● Work item A
List the bands that the Meet Me in the Bathroom article names as the focus of the documentary's look at early days.
● Work item B
Write the next part of the Meet Me in the Bathroom article, picking up after its final sentence.

● Text section
--*--

- United Kingdom theatrical poster
- Directed by: Will Lovelace; Dylan Southern;
- Based on: Meet Me in the Bathroom by Lizzy Goodman
- Produced by: Vivienne Perry; Sam Bridger; Marisa Clifford; Thomas Benski; Danny Gabai; Suroosh Alvi; Lizzy Goodman;
- Cinematography: Nanci Sarrouf; Jason Banker; Scott Crary; Peter Dizozza; Joly MacFie;
- Production companies: Pulse Films; XTR; British Film Institute;
- Distributed by: Utopia (US); Showtime Networks (US);
- Release date: January 23, 2022;
- Running time: 107 minutes
- Countries: United States; United Kingdom;
- Language: English
- Box office: $500,000

= Meet Me in the Bathroom (film) =

2022 music documentary film

Meet Me in the Bathroom is a 2022 indie rock documentary film directed by Will Lovelace and Dylan Southern, based on the 2017 book of the same name by Lizzy Goodman. The documentary focuses on the 'golden age' of the indie rock genre in New York City and how the September 11 attacks affected the American revival of rock music.

The documentary focuses on the early days of The Strokes, the Yeah Yeah Yeahs, LCD Soundsystem, and Interpol, splicing together archived interviews, concerts, and home videos from band members and their families.

The film premiered at the 2022 Sundance Film Festival, and received mixed reviews opposite the positives of its original material. While not a critical success, the film continued with a limited run in theaters a year after its digital release.

--*--

● Supplied information
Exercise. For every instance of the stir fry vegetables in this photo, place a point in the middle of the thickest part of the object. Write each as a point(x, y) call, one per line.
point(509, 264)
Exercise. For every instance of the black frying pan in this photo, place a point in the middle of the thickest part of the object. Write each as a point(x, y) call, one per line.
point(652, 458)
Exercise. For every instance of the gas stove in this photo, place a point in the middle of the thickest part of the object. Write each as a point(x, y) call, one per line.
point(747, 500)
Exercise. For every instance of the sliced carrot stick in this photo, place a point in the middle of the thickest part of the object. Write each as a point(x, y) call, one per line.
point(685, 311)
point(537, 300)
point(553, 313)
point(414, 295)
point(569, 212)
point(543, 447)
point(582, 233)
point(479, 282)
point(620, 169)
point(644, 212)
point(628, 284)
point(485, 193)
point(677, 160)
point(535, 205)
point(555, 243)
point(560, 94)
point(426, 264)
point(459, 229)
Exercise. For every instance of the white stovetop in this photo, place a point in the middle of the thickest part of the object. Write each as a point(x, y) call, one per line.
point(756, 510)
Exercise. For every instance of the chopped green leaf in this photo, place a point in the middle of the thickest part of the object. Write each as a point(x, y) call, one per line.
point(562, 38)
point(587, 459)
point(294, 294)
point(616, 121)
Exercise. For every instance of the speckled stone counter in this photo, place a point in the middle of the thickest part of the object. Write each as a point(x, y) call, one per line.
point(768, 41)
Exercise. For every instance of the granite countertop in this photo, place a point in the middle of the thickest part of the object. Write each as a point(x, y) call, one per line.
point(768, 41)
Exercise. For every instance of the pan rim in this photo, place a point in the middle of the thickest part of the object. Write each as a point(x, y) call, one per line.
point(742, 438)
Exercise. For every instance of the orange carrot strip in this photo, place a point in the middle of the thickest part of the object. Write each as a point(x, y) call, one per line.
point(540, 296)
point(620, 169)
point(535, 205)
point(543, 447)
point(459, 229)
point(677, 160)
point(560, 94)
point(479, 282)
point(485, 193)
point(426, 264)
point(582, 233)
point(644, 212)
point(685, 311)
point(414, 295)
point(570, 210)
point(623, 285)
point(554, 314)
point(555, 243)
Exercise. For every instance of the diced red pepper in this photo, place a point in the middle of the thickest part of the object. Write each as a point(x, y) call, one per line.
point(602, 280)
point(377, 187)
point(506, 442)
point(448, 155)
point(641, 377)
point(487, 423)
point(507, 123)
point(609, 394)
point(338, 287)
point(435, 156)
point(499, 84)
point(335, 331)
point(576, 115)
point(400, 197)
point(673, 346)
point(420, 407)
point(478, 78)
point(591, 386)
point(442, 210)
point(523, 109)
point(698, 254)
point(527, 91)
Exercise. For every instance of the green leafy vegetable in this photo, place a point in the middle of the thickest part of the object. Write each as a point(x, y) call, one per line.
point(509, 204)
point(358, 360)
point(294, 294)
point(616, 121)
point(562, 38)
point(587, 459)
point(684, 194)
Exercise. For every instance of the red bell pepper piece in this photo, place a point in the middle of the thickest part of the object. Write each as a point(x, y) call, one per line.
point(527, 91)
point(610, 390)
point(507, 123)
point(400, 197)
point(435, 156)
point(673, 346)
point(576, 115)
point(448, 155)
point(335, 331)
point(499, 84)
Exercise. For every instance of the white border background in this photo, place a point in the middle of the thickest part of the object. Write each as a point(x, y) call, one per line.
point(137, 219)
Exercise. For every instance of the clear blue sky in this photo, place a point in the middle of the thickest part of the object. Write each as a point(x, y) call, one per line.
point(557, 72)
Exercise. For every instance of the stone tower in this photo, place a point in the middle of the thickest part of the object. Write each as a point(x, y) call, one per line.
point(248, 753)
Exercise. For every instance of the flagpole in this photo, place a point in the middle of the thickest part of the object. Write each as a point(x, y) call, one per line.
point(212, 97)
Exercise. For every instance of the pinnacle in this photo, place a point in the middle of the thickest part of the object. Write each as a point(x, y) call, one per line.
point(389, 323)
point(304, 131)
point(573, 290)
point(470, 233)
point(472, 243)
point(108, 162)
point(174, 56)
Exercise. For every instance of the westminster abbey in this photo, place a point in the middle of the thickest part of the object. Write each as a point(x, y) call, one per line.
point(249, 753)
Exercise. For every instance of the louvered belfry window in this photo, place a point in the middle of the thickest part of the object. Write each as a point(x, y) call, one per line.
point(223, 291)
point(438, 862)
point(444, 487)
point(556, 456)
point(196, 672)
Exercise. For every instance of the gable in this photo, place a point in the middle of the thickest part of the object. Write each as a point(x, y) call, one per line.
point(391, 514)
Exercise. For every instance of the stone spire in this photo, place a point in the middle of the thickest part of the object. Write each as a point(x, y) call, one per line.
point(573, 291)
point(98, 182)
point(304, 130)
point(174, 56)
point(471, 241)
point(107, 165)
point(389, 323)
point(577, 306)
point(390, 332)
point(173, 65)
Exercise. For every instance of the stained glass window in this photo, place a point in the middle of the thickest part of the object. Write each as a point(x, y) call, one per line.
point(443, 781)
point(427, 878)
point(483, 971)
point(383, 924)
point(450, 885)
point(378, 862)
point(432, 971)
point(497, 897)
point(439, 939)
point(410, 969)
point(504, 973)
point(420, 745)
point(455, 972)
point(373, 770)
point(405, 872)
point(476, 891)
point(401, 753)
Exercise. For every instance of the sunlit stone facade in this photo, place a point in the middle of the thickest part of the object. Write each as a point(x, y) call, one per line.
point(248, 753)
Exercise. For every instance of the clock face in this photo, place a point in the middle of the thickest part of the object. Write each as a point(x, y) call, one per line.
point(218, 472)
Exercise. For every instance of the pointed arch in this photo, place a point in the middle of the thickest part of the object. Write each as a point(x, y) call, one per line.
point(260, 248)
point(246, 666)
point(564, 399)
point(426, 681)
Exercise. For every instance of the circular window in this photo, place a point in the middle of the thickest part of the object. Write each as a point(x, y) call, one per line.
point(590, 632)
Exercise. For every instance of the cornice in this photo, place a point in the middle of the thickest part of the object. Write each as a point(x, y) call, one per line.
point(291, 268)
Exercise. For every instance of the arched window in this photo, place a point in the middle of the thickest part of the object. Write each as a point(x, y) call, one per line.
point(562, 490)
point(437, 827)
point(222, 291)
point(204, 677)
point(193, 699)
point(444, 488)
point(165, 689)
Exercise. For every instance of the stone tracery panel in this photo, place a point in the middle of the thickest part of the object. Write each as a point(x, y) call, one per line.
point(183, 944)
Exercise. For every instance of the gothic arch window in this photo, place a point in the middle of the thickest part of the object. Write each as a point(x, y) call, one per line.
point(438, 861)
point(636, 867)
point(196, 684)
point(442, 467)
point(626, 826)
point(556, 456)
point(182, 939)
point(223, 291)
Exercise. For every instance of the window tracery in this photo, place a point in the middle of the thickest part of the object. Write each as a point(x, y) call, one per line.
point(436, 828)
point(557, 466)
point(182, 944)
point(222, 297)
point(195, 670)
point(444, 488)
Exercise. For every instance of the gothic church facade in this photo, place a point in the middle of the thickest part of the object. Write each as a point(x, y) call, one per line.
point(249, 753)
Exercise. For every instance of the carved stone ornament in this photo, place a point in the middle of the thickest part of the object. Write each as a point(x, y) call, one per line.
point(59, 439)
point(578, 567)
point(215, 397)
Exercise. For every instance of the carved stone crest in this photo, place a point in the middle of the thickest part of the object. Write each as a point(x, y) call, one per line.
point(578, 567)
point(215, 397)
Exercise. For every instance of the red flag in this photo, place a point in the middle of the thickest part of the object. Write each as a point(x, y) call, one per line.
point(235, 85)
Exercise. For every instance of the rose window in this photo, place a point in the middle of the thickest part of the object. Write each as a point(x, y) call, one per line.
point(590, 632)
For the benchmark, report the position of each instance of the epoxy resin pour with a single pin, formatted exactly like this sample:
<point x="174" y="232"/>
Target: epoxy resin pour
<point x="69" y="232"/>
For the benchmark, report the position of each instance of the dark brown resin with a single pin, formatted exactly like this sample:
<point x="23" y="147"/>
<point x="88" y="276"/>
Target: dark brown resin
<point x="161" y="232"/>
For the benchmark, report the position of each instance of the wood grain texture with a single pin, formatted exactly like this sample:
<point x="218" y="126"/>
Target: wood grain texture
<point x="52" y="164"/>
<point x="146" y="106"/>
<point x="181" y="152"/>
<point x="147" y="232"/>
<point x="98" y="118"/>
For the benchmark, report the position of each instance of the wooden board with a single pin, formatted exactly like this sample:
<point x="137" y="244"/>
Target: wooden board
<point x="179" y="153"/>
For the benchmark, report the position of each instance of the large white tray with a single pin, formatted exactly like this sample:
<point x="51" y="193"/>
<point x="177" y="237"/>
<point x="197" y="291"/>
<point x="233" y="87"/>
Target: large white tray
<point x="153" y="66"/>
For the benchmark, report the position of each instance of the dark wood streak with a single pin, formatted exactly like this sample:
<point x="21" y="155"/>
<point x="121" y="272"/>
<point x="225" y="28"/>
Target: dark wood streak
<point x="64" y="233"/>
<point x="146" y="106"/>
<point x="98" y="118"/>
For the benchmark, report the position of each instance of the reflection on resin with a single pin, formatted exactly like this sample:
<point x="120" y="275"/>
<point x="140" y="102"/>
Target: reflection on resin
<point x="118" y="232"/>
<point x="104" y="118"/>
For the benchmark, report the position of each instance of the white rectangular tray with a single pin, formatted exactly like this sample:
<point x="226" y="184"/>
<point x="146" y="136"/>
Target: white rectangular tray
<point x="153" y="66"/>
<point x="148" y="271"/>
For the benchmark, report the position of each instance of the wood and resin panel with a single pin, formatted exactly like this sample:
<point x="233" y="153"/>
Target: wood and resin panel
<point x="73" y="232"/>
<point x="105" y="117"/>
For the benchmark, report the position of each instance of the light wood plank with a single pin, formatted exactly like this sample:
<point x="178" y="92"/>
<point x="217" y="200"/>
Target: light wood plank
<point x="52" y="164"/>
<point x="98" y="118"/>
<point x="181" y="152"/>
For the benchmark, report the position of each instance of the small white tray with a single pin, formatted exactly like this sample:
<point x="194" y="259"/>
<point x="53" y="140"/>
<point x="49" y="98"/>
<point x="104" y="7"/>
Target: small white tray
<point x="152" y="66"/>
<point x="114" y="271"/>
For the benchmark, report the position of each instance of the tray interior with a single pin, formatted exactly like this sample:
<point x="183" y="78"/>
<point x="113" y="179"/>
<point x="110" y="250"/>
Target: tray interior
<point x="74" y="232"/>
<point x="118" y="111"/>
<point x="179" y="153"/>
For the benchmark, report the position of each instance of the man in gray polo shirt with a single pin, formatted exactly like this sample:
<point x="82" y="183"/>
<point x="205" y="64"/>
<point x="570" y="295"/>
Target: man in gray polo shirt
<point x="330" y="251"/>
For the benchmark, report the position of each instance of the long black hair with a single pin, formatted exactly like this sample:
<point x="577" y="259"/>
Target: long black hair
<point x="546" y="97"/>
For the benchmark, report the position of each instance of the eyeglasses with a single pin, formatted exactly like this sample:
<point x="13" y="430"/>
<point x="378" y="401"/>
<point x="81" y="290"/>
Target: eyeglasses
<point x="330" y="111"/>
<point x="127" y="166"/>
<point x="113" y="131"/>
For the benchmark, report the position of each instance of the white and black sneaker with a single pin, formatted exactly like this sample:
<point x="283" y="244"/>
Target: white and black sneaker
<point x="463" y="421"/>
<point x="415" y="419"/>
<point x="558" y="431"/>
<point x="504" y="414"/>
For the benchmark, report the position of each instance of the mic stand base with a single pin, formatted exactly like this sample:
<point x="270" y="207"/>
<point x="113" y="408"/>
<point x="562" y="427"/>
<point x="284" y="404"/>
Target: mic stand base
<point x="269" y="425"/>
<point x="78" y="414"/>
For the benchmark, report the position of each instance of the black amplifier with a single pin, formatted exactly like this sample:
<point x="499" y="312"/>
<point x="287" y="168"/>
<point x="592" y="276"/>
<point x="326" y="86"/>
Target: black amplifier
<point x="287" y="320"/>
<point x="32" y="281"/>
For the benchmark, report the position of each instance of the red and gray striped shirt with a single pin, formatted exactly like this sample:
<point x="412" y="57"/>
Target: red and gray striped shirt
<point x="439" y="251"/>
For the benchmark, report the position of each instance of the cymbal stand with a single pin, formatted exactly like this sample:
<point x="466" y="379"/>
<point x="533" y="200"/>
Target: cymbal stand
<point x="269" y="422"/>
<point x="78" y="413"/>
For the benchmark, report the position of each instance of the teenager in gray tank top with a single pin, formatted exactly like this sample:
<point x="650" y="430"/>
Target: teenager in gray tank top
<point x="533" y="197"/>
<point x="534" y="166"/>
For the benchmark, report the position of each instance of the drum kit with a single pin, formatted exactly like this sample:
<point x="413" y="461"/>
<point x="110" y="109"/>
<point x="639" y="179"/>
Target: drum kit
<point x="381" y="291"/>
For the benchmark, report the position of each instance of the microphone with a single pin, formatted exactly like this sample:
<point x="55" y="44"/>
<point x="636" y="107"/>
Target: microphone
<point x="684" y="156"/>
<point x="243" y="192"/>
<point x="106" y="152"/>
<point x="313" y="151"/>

--*--

● Written answer A
The Strokes, the Yeah Yeah Yeahs, LCD Soundsystem, Interpol

● Written answer B
== Synopsis ==
The film begins with a performance of The Moldy Peaches, which transfers into the forming relationship of the Moldy Peaches and The Strokes through Adam Green meeting Julian Casablancas at a rooftop party. This friendship led to the Moldy Peaches becoming a supporting act for the Strokes on their 2001 tour for their album Is This It, while the Moldy Peaches had subsequently released their self-titled album. This then leads the focus towards the Strokes guitarist Albert Hammond Jr's experience with heroin at the alleged encouragement of Ryan Adams and Casablancas' disconnectedness with fame within the scene.

Watchers are then introduced to the formation of the Yeah Yeah Yeahs, where Karen O had been playing guitar and singing in bars, before forming a band with friend Brian Chase and Nick Zinner. O explains her relationship with anxiety through the insecurity of her racial identity and being a loner. She then adopted a persona on stage which caused her to develop self-destructive tendencies. Along with this persona, she was sexualized by the press but still wanted to be taken seriously as an artist. While performing at a festival, she smashed her head on a speaker while falling off stage. She subsequently eased the persona.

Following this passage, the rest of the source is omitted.